[EXERCISE INPUTS — start]

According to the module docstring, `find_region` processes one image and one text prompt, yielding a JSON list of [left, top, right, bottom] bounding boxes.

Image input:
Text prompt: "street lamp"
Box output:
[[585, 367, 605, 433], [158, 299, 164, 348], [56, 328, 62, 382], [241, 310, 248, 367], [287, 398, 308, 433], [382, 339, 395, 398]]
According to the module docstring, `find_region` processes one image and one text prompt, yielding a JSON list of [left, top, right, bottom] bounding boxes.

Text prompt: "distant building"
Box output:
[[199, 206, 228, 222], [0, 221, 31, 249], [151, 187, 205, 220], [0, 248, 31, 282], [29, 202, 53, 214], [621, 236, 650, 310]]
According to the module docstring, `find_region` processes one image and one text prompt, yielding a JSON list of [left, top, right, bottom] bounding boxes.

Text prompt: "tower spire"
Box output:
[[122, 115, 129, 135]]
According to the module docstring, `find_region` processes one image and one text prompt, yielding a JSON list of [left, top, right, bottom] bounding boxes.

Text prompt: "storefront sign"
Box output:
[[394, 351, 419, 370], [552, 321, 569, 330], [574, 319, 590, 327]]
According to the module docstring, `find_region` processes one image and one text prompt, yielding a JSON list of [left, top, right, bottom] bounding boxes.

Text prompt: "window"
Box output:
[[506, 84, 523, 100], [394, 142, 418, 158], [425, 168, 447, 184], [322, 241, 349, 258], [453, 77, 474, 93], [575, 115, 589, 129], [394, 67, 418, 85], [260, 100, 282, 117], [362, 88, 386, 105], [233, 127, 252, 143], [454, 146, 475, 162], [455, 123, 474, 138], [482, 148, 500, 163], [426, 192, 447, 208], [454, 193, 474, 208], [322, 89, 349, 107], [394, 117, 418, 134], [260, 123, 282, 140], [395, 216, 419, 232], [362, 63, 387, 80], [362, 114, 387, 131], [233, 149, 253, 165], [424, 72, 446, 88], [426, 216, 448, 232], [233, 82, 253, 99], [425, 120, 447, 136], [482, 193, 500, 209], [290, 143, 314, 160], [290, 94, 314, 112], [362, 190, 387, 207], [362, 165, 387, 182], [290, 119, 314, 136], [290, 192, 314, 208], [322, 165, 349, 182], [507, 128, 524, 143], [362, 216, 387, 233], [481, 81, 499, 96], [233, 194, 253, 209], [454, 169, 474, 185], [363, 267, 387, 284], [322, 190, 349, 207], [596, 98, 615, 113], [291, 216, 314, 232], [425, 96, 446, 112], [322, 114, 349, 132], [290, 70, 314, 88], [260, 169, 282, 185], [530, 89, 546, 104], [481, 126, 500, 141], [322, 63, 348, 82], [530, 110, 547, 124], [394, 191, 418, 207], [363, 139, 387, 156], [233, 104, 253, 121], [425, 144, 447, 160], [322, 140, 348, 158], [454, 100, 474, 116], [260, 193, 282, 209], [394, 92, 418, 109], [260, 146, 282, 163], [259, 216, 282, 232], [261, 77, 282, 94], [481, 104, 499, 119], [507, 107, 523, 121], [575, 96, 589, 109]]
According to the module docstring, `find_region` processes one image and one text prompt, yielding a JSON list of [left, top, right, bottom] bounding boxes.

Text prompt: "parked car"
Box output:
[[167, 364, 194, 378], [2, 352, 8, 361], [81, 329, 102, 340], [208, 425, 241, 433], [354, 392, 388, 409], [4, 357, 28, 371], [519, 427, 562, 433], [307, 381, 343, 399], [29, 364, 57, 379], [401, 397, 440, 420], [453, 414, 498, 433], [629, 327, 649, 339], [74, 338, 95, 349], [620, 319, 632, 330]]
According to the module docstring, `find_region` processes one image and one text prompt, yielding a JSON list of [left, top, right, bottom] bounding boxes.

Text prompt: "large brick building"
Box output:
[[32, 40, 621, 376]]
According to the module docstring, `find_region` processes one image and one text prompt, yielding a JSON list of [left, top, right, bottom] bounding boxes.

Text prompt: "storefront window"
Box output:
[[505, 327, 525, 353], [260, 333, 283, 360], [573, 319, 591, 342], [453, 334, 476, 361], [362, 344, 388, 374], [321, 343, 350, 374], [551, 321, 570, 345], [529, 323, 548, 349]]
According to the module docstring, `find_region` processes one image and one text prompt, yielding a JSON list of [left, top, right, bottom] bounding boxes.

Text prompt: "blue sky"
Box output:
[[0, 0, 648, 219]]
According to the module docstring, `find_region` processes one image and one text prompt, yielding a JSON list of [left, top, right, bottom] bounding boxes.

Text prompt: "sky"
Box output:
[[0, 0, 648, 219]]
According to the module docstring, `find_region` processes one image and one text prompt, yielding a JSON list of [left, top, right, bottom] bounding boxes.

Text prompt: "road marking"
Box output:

[EXERCISE INPUTS — finish]

Wherever the string "storefront" is found in the entries, copy the line it sits in.

Text prompt: "storefront sign"
Text prompt: "storefront window"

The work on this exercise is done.